* **PROBLEM 1**: From the blog post about burlesque, pull out the passage starting with "I realize I’ve" and going on through "who Dita is.", copied word for word.
* **PROBLEM 2**: Extend the blog post about taking up burlesque after a fourth pregnancy, picking up right after its final sentence.

* **EXTRACT PROVIDED**:
# # # # # # #

I realize I’ve gotten off on quite the tangent here. I’ve written a post within a post. It’s postception. Enjoy your two for one blog entry!
My crazy thing I’m planning for my fourth and final pregnancy? Nope, it’s not running. It’s burlesque. Let me just clarify briefly here, that Cher-Christina Aguilera movie that came out a few years ago? That is not burlesque. That’s just a big flashy movie that people didn’t watch. Real burlesque roots go back to the turn of the century. Wait…two turns of the century? Not this last one, the one before. It has enjoyed a revival in the last twenty years thanks to entertainers like Dita Von Teese. Even if you don’t know burlesque, you know who Dita is.
Burlesque troops have sprung up in key places like Vegas, New York and Texas among others, resurrecting and reinventing burlesque. Sadly, Atlanta has not really taken up the call to burlesque. It’s not the hub that Austin or Dallas is, though it really could be. Burlesque is comedy, and music, and of course, girls. Have you got where I’m going with this yet?
I know that you’ve probably never even heard of someone saying that after they have their fourth child they’re going to embark on a career of scantily clad dancing. Don’t worry; I don’t think I’ve ever heard anyone say it either. So I’m the first! Hard to equate this with running 26.2 miles, isn’t it? It’s challenging in so many more ways. Not only do you have to be in pretty good shape, you have to be creative, you have to dance, you have to have confidence, and most importantly you have to be able to accept your body. That’s the great thing about burlesque. Some of the best performers are not the rail thin, socially sought after forms. These are girls that have a little something to them, and their confidence in that makes them so much more awesome.

# # # # # # #

* **PROVIDED DATA**:
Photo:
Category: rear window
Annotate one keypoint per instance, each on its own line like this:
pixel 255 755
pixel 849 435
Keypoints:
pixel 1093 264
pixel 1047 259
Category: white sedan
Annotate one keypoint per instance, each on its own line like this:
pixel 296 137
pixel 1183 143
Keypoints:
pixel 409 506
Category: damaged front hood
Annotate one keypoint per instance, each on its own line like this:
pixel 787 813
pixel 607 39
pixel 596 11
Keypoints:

# # # # # # #

* **ANSWER AREA 1**:
I realize I’ve gotten off on quite the tangent here. I’ve written a post within a post. It’s postception. Enjoy your two for one blog entry!
My crazy thing I’m planning for my fourth and final pregnancy? Nope, it’s not running. It’s burlesque. Let me just clarify briefly here, that Cher-Christina Aguilera movie that came out a few years ago? That is not burlesque. That’s just a big flashy movie that people didn’t watch. Real burlesque roots go back to the turn of the century. Wait…two turns of the century? Not this last one, the one before. It has enjoyed a revival in the last twenty years thanks to entertainers like Dita Von Teese. Even if you don’t know burlesque, you know who Dita is.

* **ANSWER AREA 2**:
I know also that a lot of people are probably going to be terribly disenchanted and unhappy by my admission of what I want to do, maybe even disgusted. That’s ok. I’m not doing it for them. I’m doing it for me. Every (or at least most) mother knows what it’s like to have to put yourself last. Not because you want to, but because it’s what has got to be done. At my house, everyone eats before I even think about feeding myself. Kids, husband, whoever. Kids get clothes and shoes first. Necessities are first, wants are last, and Mommy’s wants are dead last. If we don’t do it, no one will. Trust me, too, when I say that I will not see my kids go hungry or cold just so that I can have those new giant ostrich feather fans. We have to put ourselves first sometimes, though. Do I intend to make this into a career? Only if it does it all by itself. I’m not about to slap on some pasties and go looking for an agent or anything.
I know this will probably be looked down upon, kinda like some people sneer at the people with a bunch of tattoos or multicolored hair. I do hope, though, that someone might be able to see this as a positive thing and encourage it.
Of course there’s always the chance that this is just something to content myself with while I’m pregnant. Heard about me running any marathons? Yeah, me neither.